▸ Short task
Can you output, unchanged and with nothing else, the lines below from the one containing "of the advertising" through the last line of the items, including both of those lines?

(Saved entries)
▽
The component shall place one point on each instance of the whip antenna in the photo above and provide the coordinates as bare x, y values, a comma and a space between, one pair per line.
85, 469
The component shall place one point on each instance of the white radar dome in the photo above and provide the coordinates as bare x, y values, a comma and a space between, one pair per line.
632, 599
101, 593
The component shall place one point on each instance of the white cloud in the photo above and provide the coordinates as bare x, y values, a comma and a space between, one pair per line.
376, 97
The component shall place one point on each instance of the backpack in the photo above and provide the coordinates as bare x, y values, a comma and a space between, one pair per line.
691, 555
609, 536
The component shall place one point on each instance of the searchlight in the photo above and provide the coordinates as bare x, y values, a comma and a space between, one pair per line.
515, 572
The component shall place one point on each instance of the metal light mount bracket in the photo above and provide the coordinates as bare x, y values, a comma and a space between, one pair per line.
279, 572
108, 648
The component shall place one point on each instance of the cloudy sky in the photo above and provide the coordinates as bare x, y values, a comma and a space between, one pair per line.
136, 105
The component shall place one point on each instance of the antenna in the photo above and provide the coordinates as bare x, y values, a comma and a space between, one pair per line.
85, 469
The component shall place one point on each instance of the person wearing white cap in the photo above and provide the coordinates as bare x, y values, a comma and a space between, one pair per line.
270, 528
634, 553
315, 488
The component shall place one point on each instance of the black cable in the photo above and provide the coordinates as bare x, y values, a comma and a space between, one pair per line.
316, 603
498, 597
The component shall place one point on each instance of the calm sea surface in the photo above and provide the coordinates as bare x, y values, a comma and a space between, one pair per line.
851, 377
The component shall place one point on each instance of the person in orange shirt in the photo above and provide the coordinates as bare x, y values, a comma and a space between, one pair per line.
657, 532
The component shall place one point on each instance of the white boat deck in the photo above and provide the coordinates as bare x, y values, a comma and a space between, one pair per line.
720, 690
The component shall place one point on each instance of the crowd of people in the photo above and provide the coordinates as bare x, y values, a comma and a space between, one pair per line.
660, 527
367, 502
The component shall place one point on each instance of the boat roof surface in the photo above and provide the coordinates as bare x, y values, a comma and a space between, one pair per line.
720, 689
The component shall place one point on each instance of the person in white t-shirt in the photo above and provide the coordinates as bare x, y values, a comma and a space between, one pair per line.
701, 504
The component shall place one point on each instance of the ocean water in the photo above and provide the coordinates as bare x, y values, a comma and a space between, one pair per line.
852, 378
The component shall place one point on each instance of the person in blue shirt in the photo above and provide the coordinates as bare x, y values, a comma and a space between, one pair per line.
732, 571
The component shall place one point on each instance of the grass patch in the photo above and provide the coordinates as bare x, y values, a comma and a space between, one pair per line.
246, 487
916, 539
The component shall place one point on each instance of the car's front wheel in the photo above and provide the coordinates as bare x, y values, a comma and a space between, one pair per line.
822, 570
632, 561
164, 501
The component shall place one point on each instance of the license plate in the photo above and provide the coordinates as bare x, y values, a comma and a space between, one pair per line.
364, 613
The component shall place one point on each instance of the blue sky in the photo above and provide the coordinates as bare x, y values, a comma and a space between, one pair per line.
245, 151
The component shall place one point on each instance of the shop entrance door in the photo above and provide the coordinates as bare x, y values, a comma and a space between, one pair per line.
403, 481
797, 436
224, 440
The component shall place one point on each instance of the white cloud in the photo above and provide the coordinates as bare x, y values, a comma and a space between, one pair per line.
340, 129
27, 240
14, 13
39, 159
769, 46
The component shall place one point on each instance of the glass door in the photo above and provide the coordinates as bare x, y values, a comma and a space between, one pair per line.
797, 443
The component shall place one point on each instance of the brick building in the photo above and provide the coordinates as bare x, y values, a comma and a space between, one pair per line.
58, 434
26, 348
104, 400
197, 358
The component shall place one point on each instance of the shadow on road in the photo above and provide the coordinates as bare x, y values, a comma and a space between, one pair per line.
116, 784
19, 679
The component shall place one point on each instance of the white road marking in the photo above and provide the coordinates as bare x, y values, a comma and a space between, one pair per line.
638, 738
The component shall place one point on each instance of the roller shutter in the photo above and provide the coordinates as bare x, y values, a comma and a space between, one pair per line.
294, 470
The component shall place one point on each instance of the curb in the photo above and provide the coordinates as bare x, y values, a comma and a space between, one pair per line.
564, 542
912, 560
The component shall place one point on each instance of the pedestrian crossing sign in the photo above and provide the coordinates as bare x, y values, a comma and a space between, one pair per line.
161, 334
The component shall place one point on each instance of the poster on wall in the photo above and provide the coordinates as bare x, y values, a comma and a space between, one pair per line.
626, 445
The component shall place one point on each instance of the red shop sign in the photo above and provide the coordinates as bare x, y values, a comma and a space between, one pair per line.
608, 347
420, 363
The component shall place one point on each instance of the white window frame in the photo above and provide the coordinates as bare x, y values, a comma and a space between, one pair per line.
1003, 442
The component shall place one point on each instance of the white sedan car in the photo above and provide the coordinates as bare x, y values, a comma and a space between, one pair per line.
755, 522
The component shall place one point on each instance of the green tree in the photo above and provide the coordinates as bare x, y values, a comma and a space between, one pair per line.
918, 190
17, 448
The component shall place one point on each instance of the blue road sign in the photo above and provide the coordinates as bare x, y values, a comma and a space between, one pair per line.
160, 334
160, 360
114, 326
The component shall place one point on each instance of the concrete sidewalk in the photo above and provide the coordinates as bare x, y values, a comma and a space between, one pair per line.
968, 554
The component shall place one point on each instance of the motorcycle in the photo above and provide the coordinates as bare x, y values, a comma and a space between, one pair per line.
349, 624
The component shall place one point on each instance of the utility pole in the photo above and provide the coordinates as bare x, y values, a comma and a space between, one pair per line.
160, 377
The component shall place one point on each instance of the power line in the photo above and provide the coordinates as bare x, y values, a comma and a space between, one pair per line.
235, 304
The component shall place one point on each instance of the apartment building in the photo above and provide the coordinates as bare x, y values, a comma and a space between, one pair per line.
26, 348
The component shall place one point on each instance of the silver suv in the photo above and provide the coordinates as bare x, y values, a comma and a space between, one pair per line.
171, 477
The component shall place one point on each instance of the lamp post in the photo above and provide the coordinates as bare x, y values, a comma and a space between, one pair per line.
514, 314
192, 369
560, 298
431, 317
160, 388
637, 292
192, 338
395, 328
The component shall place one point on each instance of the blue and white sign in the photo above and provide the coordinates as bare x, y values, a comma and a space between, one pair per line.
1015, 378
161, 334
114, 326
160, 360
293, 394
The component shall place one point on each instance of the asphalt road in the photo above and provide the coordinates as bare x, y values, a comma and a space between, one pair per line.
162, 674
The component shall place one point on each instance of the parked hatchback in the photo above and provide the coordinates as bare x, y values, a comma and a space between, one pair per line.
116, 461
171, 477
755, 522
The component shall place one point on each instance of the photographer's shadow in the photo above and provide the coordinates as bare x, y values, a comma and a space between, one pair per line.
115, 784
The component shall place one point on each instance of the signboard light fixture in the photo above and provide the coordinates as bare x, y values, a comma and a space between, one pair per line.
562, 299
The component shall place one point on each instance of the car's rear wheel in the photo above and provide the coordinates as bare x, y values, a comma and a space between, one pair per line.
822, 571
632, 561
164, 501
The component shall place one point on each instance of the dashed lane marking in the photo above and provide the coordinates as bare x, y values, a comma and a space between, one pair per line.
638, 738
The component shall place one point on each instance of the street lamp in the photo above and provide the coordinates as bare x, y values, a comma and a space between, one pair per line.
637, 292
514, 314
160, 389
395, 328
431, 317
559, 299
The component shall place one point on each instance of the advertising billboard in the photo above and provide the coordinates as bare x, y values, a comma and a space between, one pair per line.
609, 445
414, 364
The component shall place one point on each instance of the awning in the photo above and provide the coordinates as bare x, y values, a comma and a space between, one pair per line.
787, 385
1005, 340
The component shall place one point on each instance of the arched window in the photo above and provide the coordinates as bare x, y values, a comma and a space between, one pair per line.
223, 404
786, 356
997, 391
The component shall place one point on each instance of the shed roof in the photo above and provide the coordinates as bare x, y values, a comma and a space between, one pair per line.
△
▸ Answer for this exercise
The component shall place one point on each instance of the advertising billboard in the photo above and provide the coordinates as bare x, y values, a comma and a space between, one pair per line.
609, 445
414, 364
The component shall place one point on each instance of the awning in the photo above and provide the coordinates as bare x, y values, a comma and a space between, one pair per line.
787, 385
1005, 340
The component shall place one point on each instance of the arched window in the photo above and provide the coordinates as bare x, y values, a comma and a space between, one pair per line.
223, 404
786, 356
997, 391
The component shall place one point on each instance of the shed roof in the photo above and provide the coordinates as bare x, y values, a comma and a space between, one pair per line.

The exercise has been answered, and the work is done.